■ Exercise: Return each of the following records unchanged, reproducing every line character for character.

Records for bounding box labeling:
------------------------------------------------------------------------

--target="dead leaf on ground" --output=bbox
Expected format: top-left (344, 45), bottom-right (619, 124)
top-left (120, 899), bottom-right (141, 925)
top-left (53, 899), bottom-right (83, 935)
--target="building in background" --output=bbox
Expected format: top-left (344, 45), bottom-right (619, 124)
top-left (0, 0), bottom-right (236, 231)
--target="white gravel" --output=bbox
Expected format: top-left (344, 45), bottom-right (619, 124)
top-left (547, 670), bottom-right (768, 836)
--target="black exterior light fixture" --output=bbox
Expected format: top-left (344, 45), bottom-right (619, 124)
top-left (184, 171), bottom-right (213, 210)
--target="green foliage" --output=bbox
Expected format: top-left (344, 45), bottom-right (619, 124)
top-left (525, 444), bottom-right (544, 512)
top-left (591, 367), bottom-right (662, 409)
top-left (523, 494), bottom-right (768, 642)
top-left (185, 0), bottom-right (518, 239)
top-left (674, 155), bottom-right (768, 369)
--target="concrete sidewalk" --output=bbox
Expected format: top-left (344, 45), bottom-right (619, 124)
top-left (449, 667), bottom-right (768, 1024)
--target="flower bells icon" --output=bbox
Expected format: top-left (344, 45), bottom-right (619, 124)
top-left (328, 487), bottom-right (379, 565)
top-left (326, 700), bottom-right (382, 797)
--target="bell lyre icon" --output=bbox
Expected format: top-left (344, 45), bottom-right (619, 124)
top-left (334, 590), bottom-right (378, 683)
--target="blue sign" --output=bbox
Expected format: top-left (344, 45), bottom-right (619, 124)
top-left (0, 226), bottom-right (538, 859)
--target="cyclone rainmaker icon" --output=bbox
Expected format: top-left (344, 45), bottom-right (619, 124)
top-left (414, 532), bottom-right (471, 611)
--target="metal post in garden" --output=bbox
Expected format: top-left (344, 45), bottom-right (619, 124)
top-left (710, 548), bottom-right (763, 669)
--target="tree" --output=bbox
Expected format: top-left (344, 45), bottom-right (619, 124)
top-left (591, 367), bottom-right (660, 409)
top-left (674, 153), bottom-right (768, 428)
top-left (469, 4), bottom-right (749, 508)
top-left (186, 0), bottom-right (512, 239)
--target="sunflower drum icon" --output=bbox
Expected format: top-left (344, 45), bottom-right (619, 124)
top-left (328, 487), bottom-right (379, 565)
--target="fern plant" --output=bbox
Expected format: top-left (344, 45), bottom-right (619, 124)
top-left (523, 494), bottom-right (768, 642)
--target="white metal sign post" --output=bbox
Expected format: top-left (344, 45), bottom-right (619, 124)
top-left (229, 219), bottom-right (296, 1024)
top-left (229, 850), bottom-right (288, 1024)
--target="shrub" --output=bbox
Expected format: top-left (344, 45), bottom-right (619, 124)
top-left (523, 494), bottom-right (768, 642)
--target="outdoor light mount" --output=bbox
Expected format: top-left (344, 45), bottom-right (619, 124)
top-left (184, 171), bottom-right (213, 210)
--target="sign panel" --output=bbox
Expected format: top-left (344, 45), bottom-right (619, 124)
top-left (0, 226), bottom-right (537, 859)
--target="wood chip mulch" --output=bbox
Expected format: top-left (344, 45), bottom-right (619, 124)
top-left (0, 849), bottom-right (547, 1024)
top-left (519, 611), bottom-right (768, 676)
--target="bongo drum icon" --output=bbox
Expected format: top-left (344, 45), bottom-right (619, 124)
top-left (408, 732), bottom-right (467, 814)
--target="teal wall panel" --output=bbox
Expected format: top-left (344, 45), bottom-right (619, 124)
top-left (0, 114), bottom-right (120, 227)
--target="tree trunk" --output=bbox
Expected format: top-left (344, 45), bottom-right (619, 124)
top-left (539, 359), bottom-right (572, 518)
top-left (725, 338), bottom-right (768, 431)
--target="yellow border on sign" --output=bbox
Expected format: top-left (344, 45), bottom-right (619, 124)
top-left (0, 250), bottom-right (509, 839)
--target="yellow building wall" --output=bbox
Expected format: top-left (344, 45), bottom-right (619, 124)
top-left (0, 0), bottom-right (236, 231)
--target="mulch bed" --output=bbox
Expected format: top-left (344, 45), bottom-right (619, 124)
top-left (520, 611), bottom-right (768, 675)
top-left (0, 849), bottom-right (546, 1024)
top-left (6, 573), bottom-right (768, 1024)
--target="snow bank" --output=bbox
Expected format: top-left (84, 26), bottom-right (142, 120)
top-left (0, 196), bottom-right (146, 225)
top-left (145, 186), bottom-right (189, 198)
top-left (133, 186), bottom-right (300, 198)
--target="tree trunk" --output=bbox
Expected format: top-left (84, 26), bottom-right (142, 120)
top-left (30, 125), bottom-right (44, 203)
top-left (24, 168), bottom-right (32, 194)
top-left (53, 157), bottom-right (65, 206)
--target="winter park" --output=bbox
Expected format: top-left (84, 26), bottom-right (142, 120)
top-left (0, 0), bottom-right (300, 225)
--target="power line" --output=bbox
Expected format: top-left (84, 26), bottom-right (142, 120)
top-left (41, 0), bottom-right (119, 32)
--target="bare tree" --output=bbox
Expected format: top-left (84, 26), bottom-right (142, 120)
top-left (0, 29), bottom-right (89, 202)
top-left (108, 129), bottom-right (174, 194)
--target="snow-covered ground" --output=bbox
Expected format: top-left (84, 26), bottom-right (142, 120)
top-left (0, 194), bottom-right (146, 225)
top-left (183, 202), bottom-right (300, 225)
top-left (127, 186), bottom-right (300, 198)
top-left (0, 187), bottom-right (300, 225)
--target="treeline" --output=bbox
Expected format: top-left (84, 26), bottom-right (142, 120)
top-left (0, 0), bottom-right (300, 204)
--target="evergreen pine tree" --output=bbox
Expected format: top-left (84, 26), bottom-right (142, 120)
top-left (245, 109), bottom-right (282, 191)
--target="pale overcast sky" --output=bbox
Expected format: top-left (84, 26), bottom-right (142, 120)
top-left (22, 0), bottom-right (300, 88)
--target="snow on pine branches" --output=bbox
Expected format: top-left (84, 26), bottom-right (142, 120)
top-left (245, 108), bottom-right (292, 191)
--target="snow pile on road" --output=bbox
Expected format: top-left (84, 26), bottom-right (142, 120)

------------------------------------------------------------------------

■ Worked solution:
--target="dead leaf on ground" --output=bbox
Expected format: top-left (344, 45), bottom-right (619, 124)
top-left (120, 899), bottom-right (141, 925)
top-left (53, 899), bottom-right (83, 935)
--target="building in background" --output=bbox
Expected format: top-left (344, 45), bottom-right (619, 124)
top-left (0, 0), bottom-right (236, 231)
--target="white gravel" --output=bbox
Expected format: top-left (344, 45), bottom-right (619, 124)
top-left (547, 670), bottom-right (768, 836)
--target="black exterior light fixture" --output=bbox
Expected format: top-left (344, 45), bottom-right (619, 124)
top-left (184, 171), bottom-right (213, 210)
--target="green foliage" --output=bbox
Expected format: top-left (344, 45), bottom-right (619, 124)
top-left (525, 444), bottom-right (544, 512)
top-left (591, 367), bottom-right (662, 409)
top-left (523, 494), bottom-right (768, 642)
top-left (185, 0), bottom-right (518, 239)
top-left (674, 155), bottom-right (768, 369)
--target="concrete sidewalk" --output=bbox
Expected format: top-left (344, 45), bottom-right (619, 124)
top-left (449, 667), bottom-right (768, 1024)
--target="flower bells icon" --output=bbox
Expected format: top-left (344, 45), bottom-right (619, 124)
top-left (328, 487), bottom-right (379, 565)
top-left (326, 700), bottom-right (382, 797)
--target="bell lyre icon" --output=bbox
Expected format: top-left (344, 45), bottom-right (619, 124)
top-left (334, 590), bottom-right (378, 683)
--target="blue sign" --output=bbox
Expected format: top-left (344, 45), bottom-right (619, 124)
top-left (0, 226), bottom-right (538, 859)
--target="cyclone rainmaker icon" --output=bbox
Expected format: top-left (344, 45), bottom-right (619, 124)
top-left (414, 532), bottom-right (471, 611)
--target="metal post in garden" --output=bbox
Expected format: top-left (344, 45), bottom-right (619, 124)
top-left (710, 548), bottom-right (763, 669)
--target="tree" --output=bbox
Expected format: top-left (344, 45), bottom-right (619, 124)
top-left (591, 367), bottom-right (660, 409)
top-left (674, 153), bottom-right (768, 428)
top-left (469, 4), bottom-right (749, 508)
top-left (186, 0), bottom-right (512, 239)
--target="sunflower drum icon" --output=bbox
Expected format: top-left (344, 45), bottom-right (619, 124)
top-left (328, 487), bottom-right (379, 565)
--target="fern plant" --output=bbox
Expected format: top-left (344, 45), bottom-right (619, 124)
top-left (523, 494), bottom-right (768, 642)
--target="white metal sign post" --output=bbox
Expected format: top-left (344, 45), bottom-right (619, 124)
top-left (229, 219), bottom-right (296, 1024)
top-left (229, 850), bottom-right (288, 1024)
--target="shrub" --output=bbox
Expected format: top-left (344, 45), bottom-right (619, 124)
top-left (523, 494), bottom-right (768, 642)
--target="outdoor light mount" --output=bbox
Expected format: top-left (344, 45), bottom-right (619, 124)
top-left (184, 171), bottom-right (213, 210)
--target="sign panel" --output=bbox
Expected format: top-left (344, 45), bottom-right (619, 124)
top-left (0, 226), bottom-right (537, 859)
--target="wood chip mulch" --output=bbox
Expected format: top-left (344, 45), bottom-right (619, 124)
top-left (0, 849), bottom-right (547, 1024)
top-left (519, 611), bottom-right (768, 676)
--target="bongo drum icon" --output=bbox
Expected format: top-left (344, 45), bottom-right (619, 124)
top-left (408, 732), bottom-right (467, 814)
--target="teal wall panel" --output=bbox
Expected format: top-left (344, 45), bottom-right (619, 124)
top-left (0, 114), bottom-right (120, 227)
--target="tree trunk" --output=bbox
Expected format: top-left (344, 45), bottom-right (619, 124)
top-left (539, 359), bottom-right (572, 518)
top-left (725, 338), bottom-right (768, 431)
--target="yellow border on sign" --output=bbox
Expected format: top-left (344, 45), bottom-right (619, 124)
top-left (0, 250), bottom-right (509, 839)
--target="yellow building wall" --output=bbox
Expected format: top-left (344, 45), bottom-right (619, 124)
top-left (0, 0), bottom-right (236, 231)
--target="mulch bed" --output=bbox
Expected format: top-left (344, 45), bottom-right (619, 124)
top-left (520, 611), bottom-right (768, 675)
top-left (0, 849), bottom-right (546, 1024)
top-left (6, 573), bottom-right (768, 1024)
--target="snow bank" --output=bbox
Expected format: top-left (84, 26), bottom-right (142, 120)
top-left (0, 196), bottom-right (146, 225)
top-left (145, 186), bottom-right (189, 198)
top-left (133, 186), bottom-right (300, 198)
--target="tree trunk" --output=bbox
Expected format: top-left (84, 26), bottom-right (142, 120)
top-left (30, 125), bottom-right (44, 203)
top-left (24, 168), bottom-right (32, 194)
top-left (53, 157), bottom-right (65, 206)
--target="winter park" --output=bbox
Expected format: top-left (84, 26), bottom-right (142, 120)
top-left (0, 0), bottom-right (300, 225)
--target="power line" --output=bbox
Expected format: top-left (84, 26), bottom-right (142, 120)
top-left (41, 0), bottom-right (119, 32)
--target="bare tree" --output=bbox
Expected format: top-left (84, 26), bottom-right (142, 120)
top-left (0, 29), bottom-right (89, 202)
top-left (108, 129), bottom-right (174, 194)
--target="snow-covered ground" --output=bbox
Expected format: top-left (84, 26), bottom-right (142, 120)
top-left (0, 194), bottom-right (146, 225)
top-left (183, 202), bottom-right (300, 225)
top-left (127, 186), bottom-right (300, 198)
top-left (0, 187), bottom-right (300, 225)
--target="treeline" --output=bbox
Expected format: top-left (84, 26), bottom-right (142, 120)
top-left (0, 0), bottom-right (300, 204)
--target="evergreen pine tree" --output=bbox
Expected format: top-left (84, 26), bottom-right (142, 120)
top-left (245, 109), bottom-right (282, 191)
--target="pale overcast sky" --output=bbox
Expected format: top-left (84, 26), bottom-right (142, 120)
top-left (22, 0), bottom-right (300, 88)
--target="snow on pine branches" --output=bbox
Expected format: top-left (84, 26), bottom-right (142, 120)
top-left (245, 108), bottom-right (292, 191)
--target="snow pile on road" --output=bbox
Expected format: top-left (84, 26), bottom-right (142, 120)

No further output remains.